## REQUIREMENT
The answer must reproduce every record exactly, with all pictures omitted.

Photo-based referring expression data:
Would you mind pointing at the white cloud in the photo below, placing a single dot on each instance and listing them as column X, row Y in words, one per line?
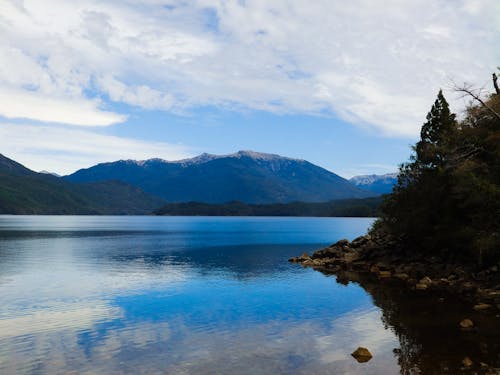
column 30, row 105
column 64, row 150
column 375, row 65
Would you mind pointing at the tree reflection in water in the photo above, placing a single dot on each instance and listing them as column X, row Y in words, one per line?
column 427, row 326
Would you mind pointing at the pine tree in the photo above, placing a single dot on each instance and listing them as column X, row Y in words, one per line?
column 436, row 135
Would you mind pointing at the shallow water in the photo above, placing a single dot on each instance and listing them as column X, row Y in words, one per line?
column 186, row 295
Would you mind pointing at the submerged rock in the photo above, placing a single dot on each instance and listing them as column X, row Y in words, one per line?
column 482, row 307
column 467, row 362
column 362, row 355
column 466, row 323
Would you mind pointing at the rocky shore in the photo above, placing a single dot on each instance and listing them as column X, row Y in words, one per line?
column 380, row 255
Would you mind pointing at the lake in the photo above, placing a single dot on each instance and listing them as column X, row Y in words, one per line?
column 190, row 295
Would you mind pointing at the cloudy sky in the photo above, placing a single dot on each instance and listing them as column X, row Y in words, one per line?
column 343, row 84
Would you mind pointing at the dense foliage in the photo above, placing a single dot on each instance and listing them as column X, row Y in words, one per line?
column 368, row 207
column 447, row 199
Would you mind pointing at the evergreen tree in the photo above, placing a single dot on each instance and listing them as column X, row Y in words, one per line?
column 436, row 135
column 447, row 199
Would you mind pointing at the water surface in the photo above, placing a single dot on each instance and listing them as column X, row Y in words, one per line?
column 183, row 295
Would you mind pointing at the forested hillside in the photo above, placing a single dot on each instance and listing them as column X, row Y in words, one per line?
column 447, row 198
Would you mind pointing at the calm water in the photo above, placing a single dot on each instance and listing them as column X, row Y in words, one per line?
column 172, row 295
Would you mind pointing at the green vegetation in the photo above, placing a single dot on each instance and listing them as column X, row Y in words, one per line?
column 367, row 207
column 447, row 199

## RESULT FOR THIS TASK
Would you mind pointing at the white cloud in the photo below, placing a single dot on each instance and listing them as column X, row Y in words, one per line?
column 30, row 105
column 64, row 150
column 375, row 65
Would you mind pointing at the tree reflection in water in the photo above, placing a single dot on each instance and listing them as column X, row Y in words, one per line?
column 427, row 326
Would you mind pointing at the pine tree in the photo above, placing a single dot on each instance and listing them as column X, row Y in words, one per line?
column 436, row 135
Would you mind pointing at the shallow water in the photo above, placing a single dot on each instance and listing them as column X, row Y in words, one per line?
column 186, row 295
Would you mind pointing at the submerged rock in the photo above, placing a single dot on each instance and listing them as column X, row Y in words, one per line?
column 482, row 307
column 467, row 362
column 362, row 355
column 466, row 323
Would you mind pointing at the rocky shore in the photo above, placing a single dot on each instance and listing them as column X, row Y in words, one per line?
column 380, row 255
Would you mind pointing at the lake in the photo above, placing a single dot on each instance and listing them as column X, row Y in words, one per line?
column 190, row 295
Would you mind pointing at the cloudy sky in the photo above, placing a single dot on each instance and listing them as column X, row Y in words, one per line?
column 343, row 84
Would you mind pointing at the dense foliage in the photo above, placing a single dot on each instance and listing them as column X, row Y in words, one per line?
column 368, row 207
column 447, row 199
Would you mind pointing at the evergreen tree in the photo above, placing a single dot on each instance and listing them as column X, row Y in words, one per line?
column 436, row 135
column 447, row 199
Would you mind pointing at the water surface in the photo above, placing a single dot on each instance and listing them as column X, row Y in words, one per line?
column 183, row 295
Would you mind pointing at the forested hillside in the photo above, placing a single dot on each instance and listing them as column X, row Y in words, one per line?
column 447, row 198
Would you mind pointing at the calm water in the photo above, placing a single dot on each instance and listing them as column X, row Y in words, one per line?
column 172, row 295
Would you mind pointing at the green vegetation in the photo above, placing a single dot on each instance and listing them as column X, row Y in words, one per line?
column 367, row 207
column 447, row 199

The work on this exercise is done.